Text for analysis:
◇ ◇ ◇ ◇ ◇ ◇ ◇
Laptop and TeaBlogging in the time of Corona seems a bit absurd, does it not? Well, add that to the reality that this week will mark my 43rd trip around the sun, and the world comes across as even more borderline surreal to me. I guess it’s a good thing that absurdist is my favorite type of theater and surrealism is my favorite period of artistic expression. Isn’t that just like a Pisces? 😉

Anyway, the only thing I can do during this strange little in-between is take to my keyboard and write, write and write some more. … Well, I can also clean. And read my book. And go for a walk. And create art. And … OK. So there are a lot of things I can do, so perhaps it’s not the major life-altering disruption for me as it may be for others.

Not to mention, I also have freelance assignments and projects to fulfill and a wonderful day-job that is doing everything it can to keep the doors open during these uncertain times. I’m well aware many of my fellow freelancers are not so fortunate, and I will do my best to push any support I can their way. No “man” is an island, and I truly believe it is our ingenuity and compassion during times of crisis that truly reveal the humanity in us all.

With that being said, I hope no one is upset with my cheerful demeanor and desire to be more productive than usual at this time. I plan to tackle my next solar revolution with a deliberate shift into realizing a better life for myself, while forging ahead to help create a similar path for others. I don’t want to share too many details at this time, as the plans are still being developed and, as they say, the card is subject to change.

What I can tell you is that I still plan to redesign my website this year, and grow my business to a level where I can simultaneously 1) pay off debt, 2) save up for my next bucket list trip (hint: it’s a country known for its gorgeous landscapes, delicious cuisine, and high llama count), and 3) navigate a major emergency without worrying about eviction notices. ::cough::

While I plan to seize the day, I can’t help but look back on where I’ve been and how far I’ve come. Five years ago, if you told me I would be living in Newark, NJ, working as a copywriter/freelance journalist and art gallery manager, I’d have demanded you talk to someone about the voices in your head.

Ten years ago, if you told me I would have gained an alarming amount of weight due to an extended period of double depression, but somehow managed to launch a website and blog that would still be online 10 years later, I’d say you are just being cruel.
◇ ◇ ◇ ◇ ◇ ◇ ◇
Dataset items:
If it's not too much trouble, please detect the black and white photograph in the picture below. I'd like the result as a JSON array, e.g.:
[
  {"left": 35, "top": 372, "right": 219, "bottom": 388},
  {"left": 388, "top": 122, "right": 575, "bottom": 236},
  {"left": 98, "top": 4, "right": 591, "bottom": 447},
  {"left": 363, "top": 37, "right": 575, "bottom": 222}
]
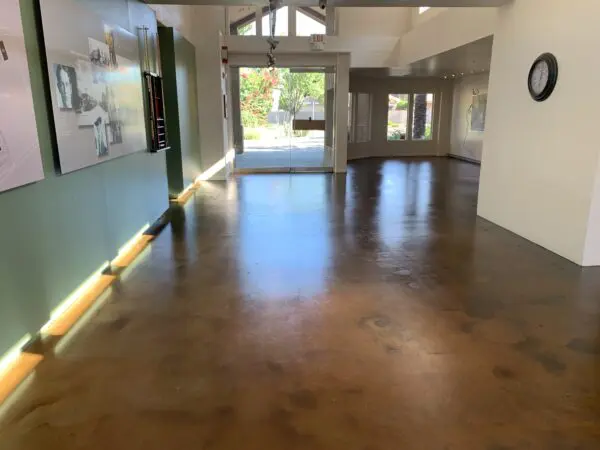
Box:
[
  {"left": 40, "top": 0, "right": 147, "bottom": 174},
  {"left": 94, "top": 117, "right": 108, "bottom": 157},
  {"left": 104, "top": 25, "right": 119, "bottom": 69},
  {"left": 54, "top": 64, "right": 79, "bottom": 110}
]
◇ ◇ ◇ ◇ ◇ ◇ ◇
What you need to do:
- a) Answer the following questions using the blog post above.
(i) Which trip around the sun does the author say this week will mark?
(ii) What three things does the author hope growing the business will make possible at the same time?
(iii) In which city does the author now live?
- b) According to the blog post, why does the author decline to share many details about the plans for the coming year? Answer in one to three sentences.
- c) Carry on the blog post from its final sentence, maintaining the author's voice.

Answers to the problems:
- a)
(i) The author's 43rd trip around the sun.
(ii) Paying off debt, saving up for the next bucket list trip, and navigating a major emergency without worrying about eviction notices.
(iii) Newark, NJ.

- b) The author withholds the details because the plans are still being developed. In the author's words, "the card is subject to change."

- c)
Twenty years ago, if you told me that one day I would marvel at bands performing in LA’s Whisky a Go Go and NYC’s The Cutting Room; gawk at great actors treading the boards of Chicago, LA and NYC’s most esteemed theaters; and find myself profoundly moved as I walked the streets of Toronto’s Kensington Market, visited the hallowed soil of the Musée Rodin in Paris, and stood at the edge of the world’s best preserved meteor crater in Arizona, I would’ve quoted Joe Biden and said, “Come on, man!”

The truth is the life I’ve led ’til now is not too far from the one I asked for after I realized that I wouldn’t get to show off my fan kicks on a Broadway stage. As an ambitious, college co-ed trying to determine how I would parlay this  “other talent” into a career, I realized the writers I admired most were those who didn’t limit themselves or their experiences to the traditional view of the wordsmith.

My favorite authors wrote short stories (O. Henry), advertising copy (Vonnegut), plays (Hansberry), novels (Joyce), poetry (Nin), diaries (Grant), theater reviews (Parker), op-eds in the leading newspapers of their day (Twain), and whimsical musings on napkins without the constant concern for convention or pomp. And plenty more dabbled in a little bit of everything in order to make ends meet. And an even greater number did all this while holding down a “normal” job that put a roof over their head, food on the table and supported a family.

Whether or not my words reach the same level of fame or attention remains to be seen. But I recognize that I am in a blessed position for now, and the plan is to build on that in the face of major transition (and global pandemics). I know it’s odd to assert such concepts when so many are grappling with their mortality. Honestly, I get it. But until that day arrives when I can no longer push forward and everything becomes a matter of simply surviving, I welcome my next birthday celebration, and will continue blogging in the time of Corona, no matter how absurd or surreal it may be.